## Exercise task:
Filter the rows below down to the lines that contain the word "mountain", and copy each of those lines unchanged. Case matters.
─── Supplied records ───
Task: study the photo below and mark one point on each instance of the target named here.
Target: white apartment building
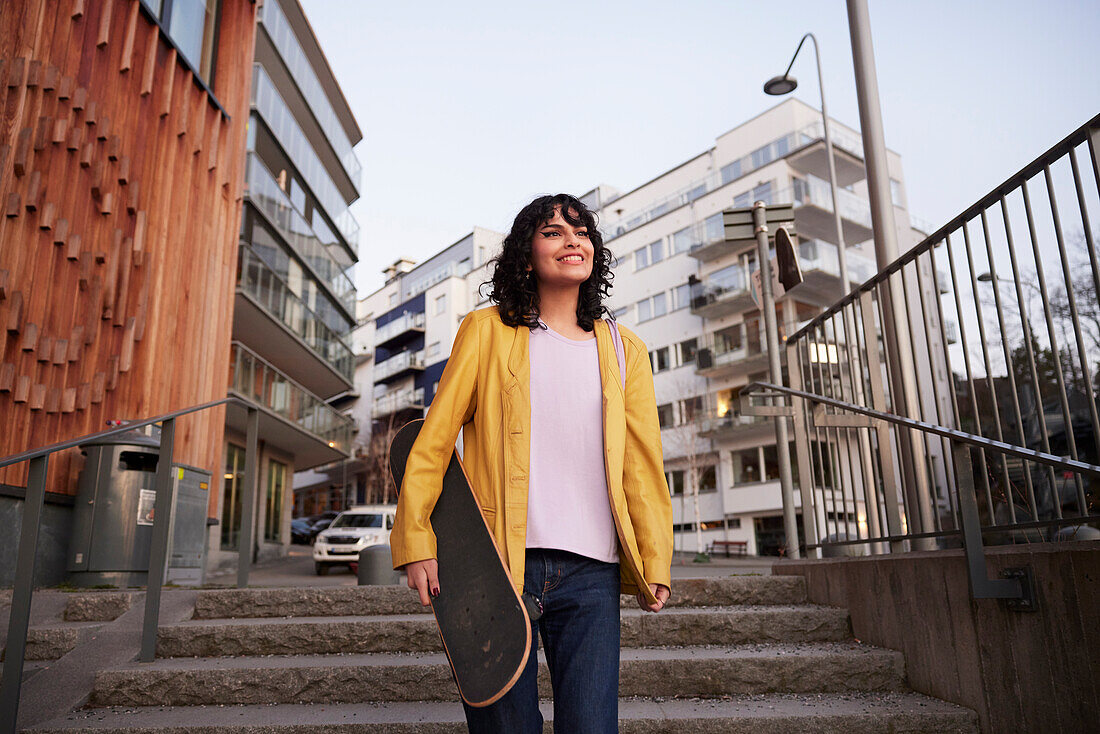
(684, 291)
───
─── Supplied records ───
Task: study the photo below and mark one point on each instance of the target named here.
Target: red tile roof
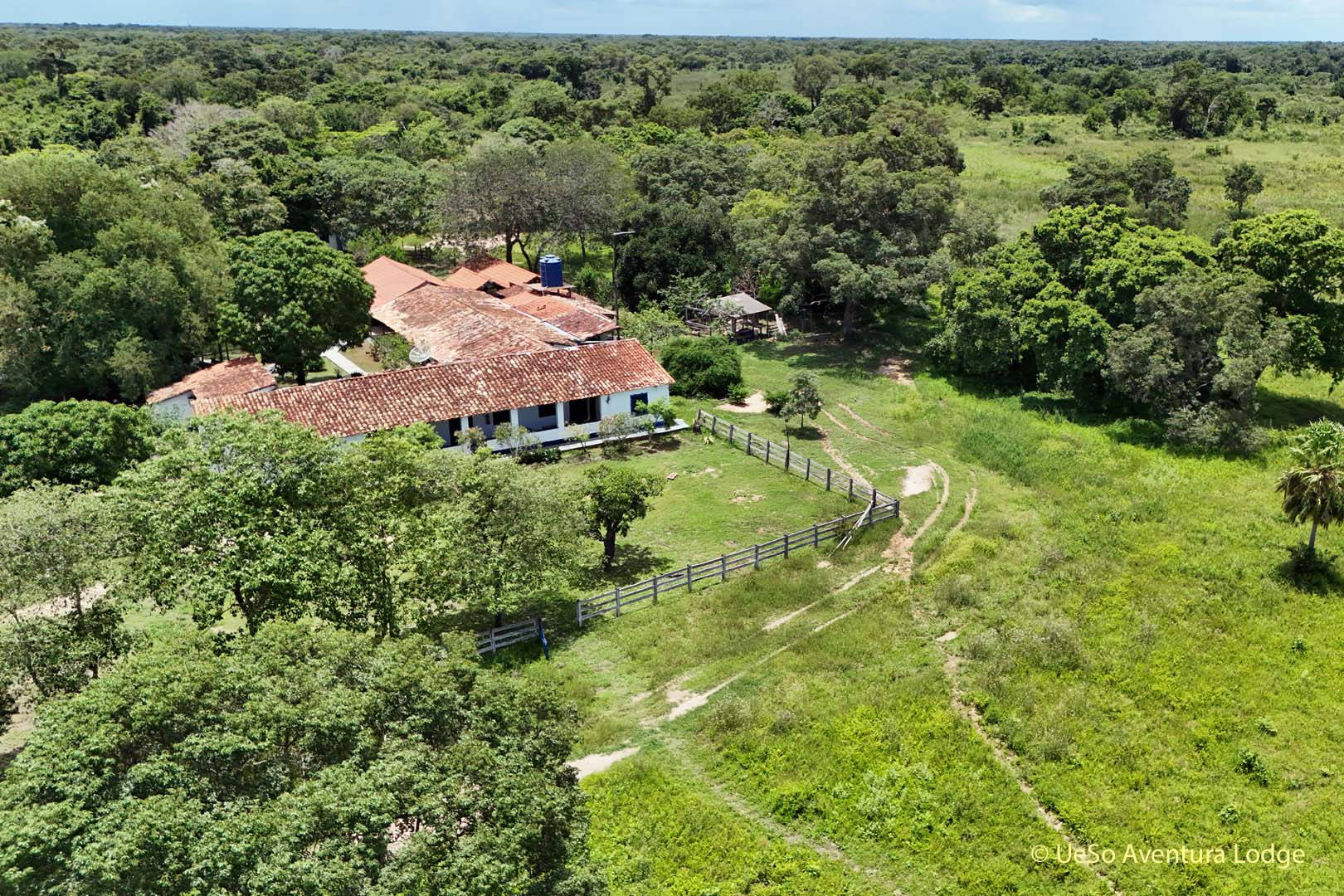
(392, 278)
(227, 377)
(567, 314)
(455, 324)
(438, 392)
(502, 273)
───
─── Supplied records ───
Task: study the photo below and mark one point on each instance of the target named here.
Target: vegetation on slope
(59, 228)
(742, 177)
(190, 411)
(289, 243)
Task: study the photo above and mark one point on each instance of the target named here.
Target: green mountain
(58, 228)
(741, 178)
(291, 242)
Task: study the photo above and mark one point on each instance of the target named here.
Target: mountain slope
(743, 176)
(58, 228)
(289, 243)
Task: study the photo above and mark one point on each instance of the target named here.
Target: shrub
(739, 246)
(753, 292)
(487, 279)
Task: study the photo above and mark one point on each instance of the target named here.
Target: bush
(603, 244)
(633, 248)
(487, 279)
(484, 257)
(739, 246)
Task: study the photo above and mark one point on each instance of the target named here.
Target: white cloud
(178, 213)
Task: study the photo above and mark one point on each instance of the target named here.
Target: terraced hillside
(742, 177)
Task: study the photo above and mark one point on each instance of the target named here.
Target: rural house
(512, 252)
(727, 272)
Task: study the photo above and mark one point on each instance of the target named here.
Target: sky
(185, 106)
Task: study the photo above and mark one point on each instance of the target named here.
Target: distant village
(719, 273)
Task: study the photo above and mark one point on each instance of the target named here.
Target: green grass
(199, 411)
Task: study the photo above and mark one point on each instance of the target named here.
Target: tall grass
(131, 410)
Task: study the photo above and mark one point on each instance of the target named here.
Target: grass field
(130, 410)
───
## Response:
Target: green mountain
Target: mountain slope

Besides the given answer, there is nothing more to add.